Records from a collection =
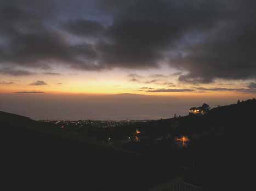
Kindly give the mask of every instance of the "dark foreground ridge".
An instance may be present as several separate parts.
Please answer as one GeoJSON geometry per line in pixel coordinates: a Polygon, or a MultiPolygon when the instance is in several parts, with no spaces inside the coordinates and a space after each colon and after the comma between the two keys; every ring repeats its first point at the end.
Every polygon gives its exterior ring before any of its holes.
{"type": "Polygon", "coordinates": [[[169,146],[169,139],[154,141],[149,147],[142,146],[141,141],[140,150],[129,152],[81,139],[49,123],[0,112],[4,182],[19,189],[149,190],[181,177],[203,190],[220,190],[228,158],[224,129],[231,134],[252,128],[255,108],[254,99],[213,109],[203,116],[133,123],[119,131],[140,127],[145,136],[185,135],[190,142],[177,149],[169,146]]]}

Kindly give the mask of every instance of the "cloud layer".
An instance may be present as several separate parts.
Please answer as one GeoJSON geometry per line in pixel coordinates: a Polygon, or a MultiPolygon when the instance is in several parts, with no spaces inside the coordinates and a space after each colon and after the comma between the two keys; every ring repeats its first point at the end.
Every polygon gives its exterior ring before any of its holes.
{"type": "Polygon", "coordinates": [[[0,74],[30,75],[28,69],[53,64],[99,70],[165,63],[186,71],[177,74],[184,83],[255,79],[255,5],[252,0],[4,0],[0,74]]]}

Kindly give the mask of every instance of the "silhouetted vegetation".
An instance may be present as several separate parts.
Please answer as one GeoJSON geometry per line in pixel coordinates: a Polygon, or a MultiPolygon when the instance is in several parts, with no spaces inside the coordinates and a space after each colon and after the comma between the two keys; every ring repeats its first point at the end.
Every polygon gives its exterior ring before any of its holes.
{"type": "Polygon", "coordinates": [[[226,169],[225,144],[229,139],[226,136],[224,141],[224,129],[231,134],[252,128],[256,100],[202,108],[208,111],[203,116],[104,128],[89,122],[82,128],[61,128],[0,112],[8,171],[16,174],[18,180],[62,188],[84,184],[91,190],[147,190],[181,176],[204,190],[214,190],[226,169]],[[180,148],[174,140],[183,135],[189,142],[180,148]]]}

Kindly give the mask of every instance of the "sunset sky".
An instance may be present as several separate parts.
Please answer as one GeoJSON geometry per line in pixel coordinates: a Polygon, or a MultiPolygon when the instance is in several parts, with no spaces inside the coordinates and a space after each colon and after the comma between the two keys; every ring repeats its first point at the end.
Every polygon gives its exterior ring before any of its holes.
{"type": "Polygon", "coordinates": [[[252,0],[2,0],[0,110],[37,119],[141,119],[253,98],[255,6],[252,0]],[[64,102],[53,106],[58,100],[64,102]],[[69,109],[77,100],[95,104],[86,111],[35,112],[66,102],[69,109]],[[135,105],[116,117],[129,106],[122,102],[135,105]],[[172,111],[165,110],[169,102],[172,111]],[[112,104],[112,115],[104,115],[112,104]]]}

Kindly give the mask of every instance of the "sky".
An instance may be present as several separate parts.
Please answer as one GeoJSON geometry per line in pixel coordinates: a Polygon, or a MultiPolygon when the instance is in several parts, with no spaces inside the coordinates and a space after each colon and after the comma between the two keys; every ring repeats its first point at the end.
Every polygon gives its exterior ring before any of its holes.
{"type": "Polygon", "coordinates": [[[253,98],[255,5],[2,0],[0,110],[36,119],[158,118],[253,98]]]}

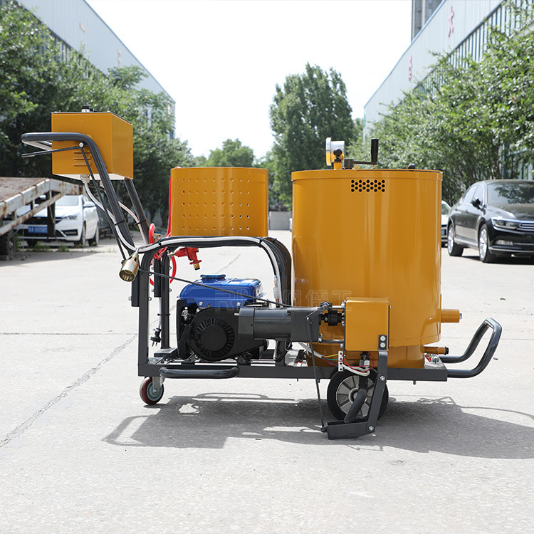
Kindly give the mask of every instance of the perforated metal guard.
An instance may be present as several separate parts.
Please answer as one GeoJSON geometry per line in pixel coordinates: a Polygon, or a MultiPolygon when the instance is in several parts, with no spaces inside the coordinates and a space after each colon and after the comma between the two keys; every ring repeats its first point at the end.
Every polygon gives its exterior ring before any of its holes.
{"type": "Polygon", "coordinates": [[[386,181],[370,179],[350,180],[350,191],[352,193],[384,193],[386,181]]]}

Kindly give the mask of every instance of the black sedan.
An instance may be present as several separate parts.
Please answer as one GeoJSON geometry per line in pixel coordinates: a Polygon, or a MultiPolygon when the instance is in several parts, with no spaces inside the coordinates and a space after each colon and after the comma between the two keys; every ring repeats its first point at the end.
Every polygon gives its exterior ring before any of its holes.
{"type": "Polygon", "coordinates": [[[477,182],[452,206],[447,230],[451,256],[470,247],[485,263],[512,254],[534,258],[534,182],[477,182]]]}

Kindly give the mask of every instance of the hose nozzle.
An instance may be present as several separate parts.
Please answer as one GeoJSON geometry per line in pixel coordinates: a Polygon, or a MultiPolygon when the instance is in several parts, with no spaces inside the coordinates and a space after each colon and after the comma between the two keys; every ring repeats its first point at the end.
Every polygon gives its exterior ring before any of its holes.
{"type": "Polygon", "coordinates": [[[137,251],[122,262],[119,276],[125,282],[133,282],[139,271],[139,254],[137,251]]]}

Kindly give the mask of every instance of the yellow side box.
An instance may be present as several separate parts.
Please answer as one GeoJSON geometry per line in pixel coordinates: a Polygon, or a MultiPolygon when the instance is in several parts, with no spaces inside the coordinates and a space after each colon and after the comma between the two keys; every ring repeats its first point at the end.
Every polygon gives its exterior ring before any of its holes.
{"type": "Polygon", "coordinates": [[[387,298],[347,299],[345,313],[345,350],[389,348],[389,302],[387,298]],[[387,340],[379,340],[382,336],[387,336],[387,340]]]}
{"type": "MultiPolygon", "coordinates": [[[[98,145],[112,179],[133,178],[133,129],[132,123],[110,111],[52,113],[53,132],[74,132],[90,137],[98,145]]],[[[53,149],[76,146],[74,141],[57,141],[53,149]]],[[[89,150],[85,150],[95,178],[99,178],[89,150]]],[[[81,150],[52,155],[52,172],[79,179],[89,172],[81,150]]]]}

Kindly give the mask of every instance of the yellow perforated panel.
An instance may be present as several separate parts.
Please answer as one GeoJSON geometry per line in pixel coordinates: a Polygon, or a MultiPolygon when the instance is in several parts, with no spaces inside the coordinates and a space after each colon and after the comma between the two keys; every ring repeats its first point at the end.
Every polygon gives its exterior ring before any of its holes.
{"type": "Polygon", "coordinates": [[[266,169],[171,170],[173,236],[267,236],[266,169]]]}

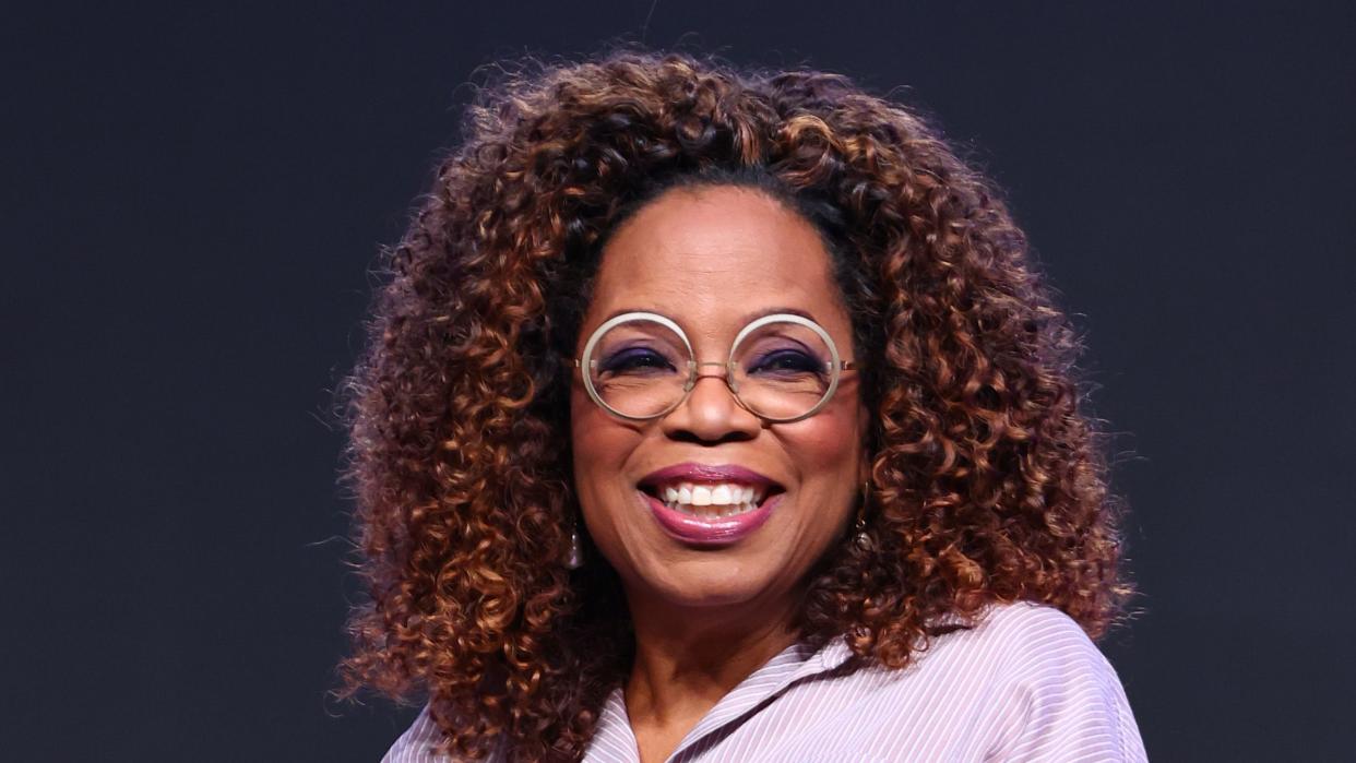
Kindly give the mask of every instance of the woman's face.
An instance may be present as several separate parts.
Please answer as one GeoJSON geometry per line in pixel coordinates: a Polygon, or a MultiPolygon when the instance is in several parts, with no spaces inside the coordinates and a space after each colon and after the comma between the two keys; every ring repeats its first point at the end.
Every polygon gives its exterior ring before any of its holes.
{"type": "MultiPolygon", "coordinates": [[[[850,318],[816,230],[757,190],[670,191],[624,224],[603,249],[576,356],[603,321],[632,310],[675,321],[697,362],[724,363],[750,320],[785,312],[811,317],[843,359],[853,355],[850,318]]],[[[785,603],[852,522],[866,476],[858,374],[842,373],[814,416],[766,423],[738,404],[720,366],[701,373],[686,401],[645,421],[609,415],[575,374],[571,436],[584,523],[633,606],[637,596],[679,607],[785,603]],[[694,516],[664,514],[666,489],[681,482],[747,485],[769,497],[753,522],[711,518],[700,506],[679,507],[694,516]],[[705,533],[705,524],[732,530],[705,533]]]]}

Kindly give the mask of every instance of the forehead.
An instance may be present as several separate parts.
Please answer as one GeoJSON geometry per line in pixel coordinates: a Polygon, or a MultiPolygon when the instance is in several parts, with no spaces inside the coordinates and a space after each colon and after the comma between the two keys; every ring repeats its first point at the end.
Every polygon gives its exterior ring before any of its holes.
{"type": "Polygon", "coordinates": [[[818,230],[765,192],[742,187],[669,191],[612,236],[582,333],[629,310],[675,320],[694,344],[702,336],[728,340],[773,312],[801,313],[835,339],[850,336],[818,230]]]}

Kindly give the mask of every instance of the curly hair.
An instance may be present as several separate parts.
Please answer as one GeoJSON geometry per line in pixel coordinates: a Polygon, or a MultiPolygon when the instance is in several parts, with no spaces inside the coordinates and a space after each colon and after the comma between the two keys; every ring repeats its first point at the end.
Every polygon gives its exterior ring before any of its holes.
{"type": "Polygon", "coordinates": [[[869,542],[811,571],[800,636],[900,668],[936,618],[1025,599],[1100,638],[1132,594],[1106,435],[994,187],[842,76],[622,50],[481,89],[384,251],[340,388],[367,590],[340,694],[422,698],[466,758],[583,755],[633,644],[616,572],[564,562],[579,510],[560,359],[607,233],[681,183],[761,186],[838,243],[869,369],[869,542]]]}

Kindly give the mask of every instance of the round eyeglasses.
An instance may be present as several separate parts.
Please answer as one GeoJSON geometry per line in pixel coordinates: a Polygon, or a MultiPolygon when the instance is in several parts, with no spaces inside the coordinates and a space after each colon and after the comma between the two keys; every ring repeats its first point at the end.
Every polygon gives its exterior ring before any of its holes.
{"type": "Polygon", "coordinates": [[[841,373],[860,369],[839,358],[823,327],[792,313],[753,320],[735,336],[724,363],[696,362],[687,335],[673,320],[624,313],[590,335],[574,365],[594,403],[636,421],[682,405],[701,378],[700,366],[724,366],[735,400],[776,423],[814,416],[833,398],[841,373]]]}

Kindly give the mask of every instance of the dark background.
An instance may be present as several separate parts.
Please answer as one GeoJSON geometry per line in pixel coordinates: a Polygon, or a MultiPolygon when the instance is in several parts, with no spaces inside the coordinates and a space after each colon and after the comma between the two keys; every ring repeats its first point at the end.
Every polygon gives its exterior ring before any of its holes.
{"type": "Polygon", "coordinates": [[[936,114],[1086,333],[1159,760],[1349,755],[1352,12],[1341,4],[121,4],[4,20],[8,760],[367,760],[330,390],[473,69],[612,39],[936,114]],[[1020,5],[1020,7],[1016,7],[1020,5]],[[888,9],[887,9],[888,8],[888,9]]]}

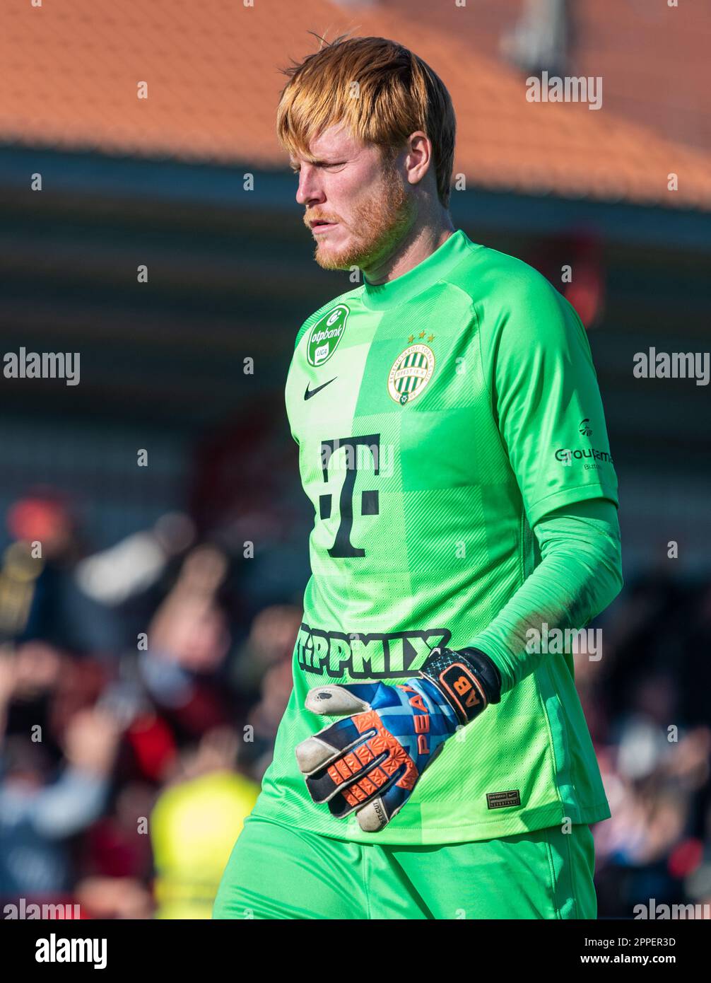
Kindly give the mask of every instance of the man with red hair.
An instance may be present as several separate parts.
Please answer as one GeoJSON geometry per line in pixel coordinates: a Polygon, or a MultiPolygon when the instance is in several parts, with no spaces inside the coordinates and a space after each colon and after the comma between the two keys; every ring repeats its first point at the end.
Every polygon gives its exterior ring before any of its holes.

WRITTEN TASK = Everything from the line containing "Kindly give the mask of every instance of the man" through the last line of the records must be given again exactly; leave out all other lines.

OUTPUT OF THE EXERCISE =
Kindly give the mask of every instance of the man with red hair.
An instance may be present as several separate parts.
Please answer as one GeoJSON geometry per line in pixel coordinates: a Polygon, or a MultiPolygon when the instance is in several parts, with no spaces inside the coordinates and a space after each colon and after the comma between the two keys; every ring repeats its first point at the end.
Every polygon gives its exterior ring before any of its holes.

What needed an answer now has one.